DESCRIPTION OF THE TASK:
Word for word, and without a single picture, repeat the entries.

*** RECORDS PROVIDED Section Begins ***

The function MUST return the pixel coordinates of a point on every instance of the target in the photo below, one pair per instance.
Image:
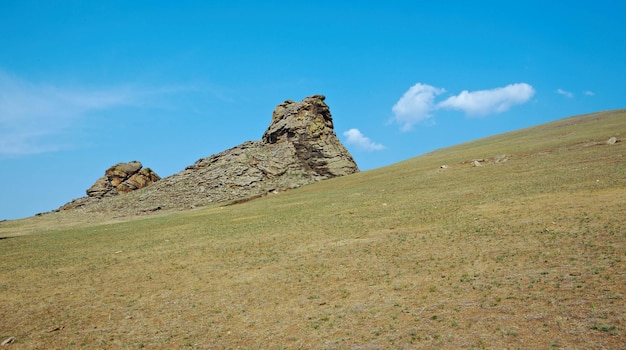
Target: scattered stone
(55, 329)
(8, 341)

*** RECORDS PROVIDED Section Ends ***

SOLUTION FOR THIS EXERCISE:
The function MUST return the pixel coordinates of a point on every instance of the target in the photo below, one pair per instance.
Image:
Target: scattered stone
(55, 329)
(8, 341)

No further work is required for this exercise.